→ Work required
Rewrite all of the rows below, replacing "axis-aligned boxes" with "axis-aligned rectangles" and leaving everything else as it is. Omit the pictures from your answer.

→ Rows
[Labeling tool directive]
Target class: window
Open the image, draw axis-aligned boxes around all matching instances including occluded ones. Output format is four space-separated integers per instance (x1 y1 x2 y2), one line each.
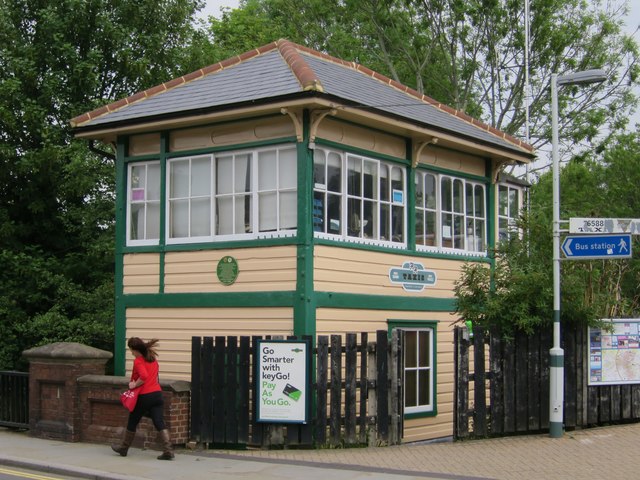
415 171 487 253
403 328 436 413
313 148 406 244
167 155 213 240
498 185 521 242
127 145 298 245
127 161 160 245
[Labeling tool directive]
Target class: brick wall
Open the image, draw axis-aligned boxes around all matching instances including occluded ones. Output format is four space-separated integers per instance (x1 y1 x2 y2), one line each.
23 342 191 448
77 375 191 448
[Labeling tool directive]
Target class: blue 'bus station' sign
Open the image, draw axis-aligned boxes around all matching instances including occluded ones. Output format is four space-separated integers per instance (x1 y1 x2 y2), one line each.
562 234 631 260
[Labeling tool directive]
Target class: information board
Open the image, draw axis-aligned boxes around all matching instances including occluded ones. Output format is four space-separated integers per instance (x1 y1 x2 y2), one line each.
589 318 640 385
255 340 311 423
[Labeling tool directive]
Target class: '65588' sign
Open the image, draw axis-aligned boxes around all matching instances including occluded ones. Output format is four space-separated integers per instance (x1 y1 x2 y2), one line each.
255 340 311 423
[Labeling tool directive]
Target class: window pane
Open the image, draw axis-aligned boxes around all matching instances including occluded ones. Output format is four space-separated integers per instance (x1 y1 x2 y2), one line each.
147 163 160 200
391 206 404 242
441 177 453 212
129 203 145 240
234 154 251 193
216 157 233 194
418 370 431 405
327 153 342 192
191 158 211 197
425 212 437 246
146 202 160 239
280 192 298 229
347 157 362 197
347 198 362 237
313 192 325 232
418 330 431 367
327 194 342 234
191 198 211 237
170 160 189 198
453 180 464 213
424 174 436 209
169 200 189 238
465 183 474 215
404 331 418 368
474 185 484 218
234 195 253 233
415 173 425 208
278 148 298 188
258 150 278 189
313 148 327 188
258 192 278 232
216 197 233 235
404 370 418 407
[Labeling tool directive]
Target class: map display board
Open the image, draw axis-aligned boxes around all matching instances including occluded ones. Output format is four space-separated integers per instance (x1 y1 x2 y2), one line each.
589 318 640 385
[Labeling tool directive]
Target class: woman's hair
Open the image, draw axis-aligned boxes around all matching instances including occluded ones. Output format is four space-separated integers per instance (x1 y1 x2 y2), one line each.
127 337 159 362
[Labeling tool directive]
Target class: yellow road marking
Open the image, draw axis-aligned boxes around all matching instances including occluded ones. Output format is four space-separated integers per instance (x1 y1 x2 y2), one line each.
0 467 61 480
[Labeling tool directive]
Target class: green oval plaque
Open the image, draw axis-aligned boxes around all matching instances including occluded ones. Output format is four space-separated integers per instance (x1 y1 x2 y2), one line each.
217 256 238 285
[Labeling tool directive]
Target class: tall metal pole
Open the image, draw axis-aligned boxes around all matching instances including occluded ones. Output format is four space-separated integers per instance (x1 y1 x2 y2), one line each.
549 73 564 438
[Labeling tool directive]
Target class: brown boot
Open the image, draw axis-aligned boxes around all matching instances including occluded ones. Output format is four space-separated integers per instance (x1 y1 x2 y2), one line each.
158 428 174 460
111 430 136 457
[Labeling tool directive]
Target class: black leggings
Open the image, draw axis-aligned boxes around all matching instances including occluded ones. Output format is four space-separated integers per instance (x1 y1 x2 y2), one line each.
127 392 166 432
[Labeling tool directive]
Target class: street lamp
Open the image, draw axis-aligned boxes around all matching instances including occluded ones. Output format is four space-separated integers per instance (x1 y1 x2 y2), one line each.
549 70 607 438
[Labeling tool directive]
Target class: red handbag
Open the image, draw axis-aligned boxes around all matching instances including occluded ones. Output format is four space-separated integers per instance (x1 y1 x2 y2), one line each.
120 387 140 412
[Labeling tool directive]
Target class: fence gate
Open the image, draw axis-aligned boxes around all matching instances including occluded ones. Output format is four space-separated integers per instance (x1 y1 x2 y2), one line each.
191 330 403 447
454 326 640 439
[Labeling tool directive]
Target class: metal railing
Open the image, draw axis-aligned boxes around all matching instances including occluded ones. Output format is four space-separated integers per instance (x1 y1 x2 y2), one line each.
0 371 29 428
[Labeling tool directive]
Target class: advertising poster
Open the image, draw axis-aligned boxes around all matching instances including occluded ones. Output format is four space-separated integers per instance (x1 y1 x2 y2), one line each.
589 318 640 385
256 340 311 423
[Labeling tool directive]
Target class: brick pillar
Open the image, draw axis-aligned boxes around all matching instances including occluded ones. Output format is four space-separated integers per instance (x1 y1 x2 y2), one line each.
22 342 113 442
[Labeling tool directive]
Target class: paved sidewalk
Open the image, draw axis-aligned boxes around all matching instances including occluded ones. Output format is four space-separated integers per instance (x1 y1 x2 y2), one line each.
0 424 640 480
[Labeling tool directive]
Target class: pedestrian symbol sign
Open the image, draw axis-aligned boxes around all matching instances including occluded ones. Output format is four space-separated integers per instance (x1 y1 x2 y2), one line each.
562 235 631 260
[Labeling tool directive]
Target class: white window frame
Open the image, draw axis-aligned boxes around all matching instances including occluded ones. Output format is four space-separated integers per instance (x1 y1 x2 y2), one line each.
496 183 524 242
399 326 437 414
313 146 407 248
414 170 488 256
164 144 298 244
126 160 162 246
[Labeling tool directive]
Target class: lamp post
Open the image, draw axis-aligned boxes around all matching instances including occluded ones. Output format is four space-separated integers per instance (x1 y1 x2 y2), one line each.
549 70 607 438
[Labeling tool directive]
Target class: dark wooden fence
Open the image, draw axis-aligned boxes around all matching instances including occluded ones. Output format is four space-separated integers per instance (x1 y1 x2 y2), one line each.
0 371 29 428
454 327 640 439
191 330 403 447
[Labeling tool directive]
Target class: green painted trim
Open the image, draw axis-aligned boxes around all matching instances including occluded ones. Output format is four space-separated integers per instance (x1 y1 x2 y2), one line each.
315 137 411 166
549 422 564 438
161 137 297 159
293 110 316 338
387 319 440 419
122 291 295 308
549 355 564 368
158 132 169 293
417 163 491 184
123 236 298 253
405 139 416 250
314 238 490 263
316 287 457 312
113 137 129 375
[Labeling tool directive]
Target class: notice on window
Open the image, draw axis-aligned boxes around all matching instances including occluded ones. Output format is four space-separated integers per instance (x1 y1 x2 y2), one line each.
256 340 311 423
589 318 640 385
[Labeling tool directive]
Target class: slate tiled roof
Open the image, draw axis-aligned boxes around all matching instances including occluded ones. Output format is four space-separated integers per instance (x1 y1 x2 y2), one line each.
71 40 533 154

→ The answer
[Labeling tool directive]
Target class: window
Open the image, draw axis-aligned rectangles around all matching instances including occluded ones. Output format is four space-separated integers per instance (x1 y1 x2 y2), one line each.
415 171 487 253
403 328 436 413
313 148 406 244
167 155 213 240
498 185 521 242
127 145 298 245
127 161 160 245
[Labeling tool directive]
Target class: brick wall
Open the image, draw axis-aligned rectangles around all matching instances including occluded ones. Output format is four space-separated integers per instance (x1 y1 x2 y2), one line each.
23 342 191 448
77 375 191 448
[Labeling tool directive]
Target class: blue 'bus station' sign
Open the image, draw axis-aligned rectangles around all matching instances including occluded ones. Output format is four space-separated integers per instance (x1 y1 x2 y2), one line each.
562 234 631 260
[Labeling tool directive]
Target class: information board
Open the image, draw axis-aligned rectangles around all matching instances including occluded ones. Output format is four space-separated integers per instance (x1 y1 x2 y2), one line each.
589 318 640 385
255 340 311 423
[Labeling tool directive]
Target class: '65588' sign
Open the image, draw axis-aligned rectangles around all matching instances including occluded ones. Output format is four space-separated integers per instance (x1 y1 x2 y2), one line each.
255 340 311 423
[Labeling tool directive]
Target class: window pane
Open the image, draw axis-aligned rectangles around all matching instances including occluded ones. Output format is four space-separated integers per instance (x1 y1 x2 y2), one line each.
147 163 160 200
391 206 404 242
441 177 453 212
129 203 145 240
234 154 251 193
216 157 233 194
418 370 431 405
327 153 342 192
191 158 211 197
425 212 437 246
146 202 160 239
280 192 298 229
347 157 362 197
347 198 362 237
313 192 325 232
418 330 431 367
327 194 342 234
191 198 211 237
170 160 189 198
453 180 464 213
424 174 436 209
169 200 189 238
465 183 474 215
404 331 418 368
474 185 484 218
234 195 253 233
415 173 425 208
278 148 298 188
258 150 278 189
313 148 327 188
258 192 278 232
216 197 233 235
404 370 418 407
[Labeling tool directive]
Target class: map display board
Open the image, draw axis-aligned rectangles around all matching instances including occluded ones. Output format is four space-separated integers per instance (x1 y1 x2 y2), one line each.
589 318 640 385
[Labeling tool directive]
Target class: woman's hair
Open the image, draw axis-aligned rectangles around all matching instances including occluded ones. Output format is four space-separated integers per instance (x1 y1 x2 y2), one line each.
127 337 159 362
[Labeling tool directive]
Target class: yellow road marking
Open the image, draw axis-aligned rectangles around all matching instances including occluded ones. Output format is four space-separated integers per instance (x1 y1 x2 y2), one line each.
0 467 61 480
[Labeling tool directive]
Target class: green oval plaque
Open the image, draw axis-aligned rectangles around all matching instances including occluded ones. Output format is four space-separated integers per instance (x1 y1 x2 y2), one line each.
217 256 238 285
[Labeling tool directive]
Target class: tall metal pole
Open the image, draw axis-aligned rectangles around all matching instances including occluded ones. Output format is four space-separated integers per instance (x1 y1 x2 y2), one line each.
549 73 564 438
[Labeling tool directive]
Target class: brown boot
Open the image, draw axis-aligned rectangles around all matching instances including occluded ones. Output format is four space-separated integers per instance (x1 y1 x2 y2), one line each.
158 428 174 460
111 430 136 457
[Labeling tool directive]
Target class: black leggings
Open the image, draw axis-aligned rectangles around all matching instances including occluded ones. Output format is four space-separated integers per instance (x1 y1 x2 y2), one line each.
127 392 166 432
[Labeling tool directive]
Target class: street lamp
Open the image, draw axis-aligned rectangles around all matching instances including occluded ones. Output format is four space-separated integers per instance (x1 y1 x2 y2), one line each.
549 70 607 438
[Labeling tool directive]
Target class: red handbag
Open the image, draw axis-aligned rectangles around all matching instances including occluded ones. Output format is four space-separated integers per instance (x1 y1 x2 y2), one line each.
120 387 140 412
[Labeling tool directive]
Target class: fence gate
Open the image, draw axis-aligned rectangles around all matching instances including occluded ones. Output format is four space-separated integers per instance (x1 y1 x2 y2), one line each.
191 330 403 447
454 326 640 439
[Labeling tool directive]
Target class: metal railing
Open the image, draw axis-aligned rectangles around all matching instances including occluded ones. Output format is four space-separated integers per instance (x1 y1 x2 y2), one line each.
0 371 29 428
[Labeling tool directive]
Target class: advertising poster
Open the image, draw axis-aligned rectangles around all matching instances including occluded ones. Output format is four space-separated integers per instance (x1 y1 x2 y2), one line each.
589 318 640 385
256 340 311 423
[Labeling tool directive]
Target class: brick pillar
Open the image, draw axis-aligned rectangles around all matching instances including occluded ones. Output format is four space-separated integers per instance (x1 y1 x2 y2), one line each.
22 342 113 442
[Labeling tool directive]
Target class: paved sidewalk
Open the image, draw axis-aligned rectangles around all matching instances including occluded ones. Output format is four space-separated integers per instance (x1 y1 x2 y2), one line each.
0 424 640 480
[Labeling tool directive]
Target class: pedestrian symbol sign
Open the image, draw axis-aligned rectangles around all matching instances including occluded ones. Output format is four space-separated integers per instance (x1 y1 x2 y2), one line each.
562 235 631 260
[Labeling tool directive]
Target class: white window frame
Open the image, draw axis-aligned rectangles around all matching instances including occluded ones. Output format is four space-separated integers per instance (x1 y1 x2 y2), one line each.
496 183 524 242
399 326 437 414
313 146 407 248
414 170 488 256
164 144 298 244
126 160 162 246
[Labeling tool directive]
Target class: lamp post
Open the image, draw axis-aligned rectangles around all matching instances including occluded ones. Output format is four space-separated integers per instance (x1 y1 x2 y2), one line each.
549 70 607 438
[Labeling tool directive]
Target class: dark wooden fence
Open the image, draw axis-aligned rectangles around all matching instances including occluded ones. Output format is four space-separated integers per instance (x1 y1 x2 y2), one line each.
0 371 29 428
454 327 640 439
191 330 403 447
[Labeling tool directive]
Target class: green painted trim
Open the image, draw axis-aligned rectangles around all matching instances including occluded ones. Output format is four space-separated integers per instance (x1 y1 x2 y2), one line each.
315 137 411 166
549 422 564 438
161 137 297 159
293 110 316 338
387 319 440 419
122 291 295 308
549 355 564 368
158 132 169 293
417 163 491 184
123 236 298 253
405 139 416 250
314 238 490 263
316 287 457 312
113 137 129 375
[Labeling tool directive]
Target class: notice on window
Open the image, draw axis-aligned rectangles around all matching instances including occluded ones. Output format is four space-separated integers per instance (x1 y1 x2 y2), one line each.
256 340 311 423
589 318 640 385
[Labeling tool directive]
Target class: slate tiled roof
Open the image, draw axis-aligned rectangles around all matching instances including occluded ones. Output format is four space-separated integers per instance (x1 y1 x2 y2), one line each.
71 40 533 154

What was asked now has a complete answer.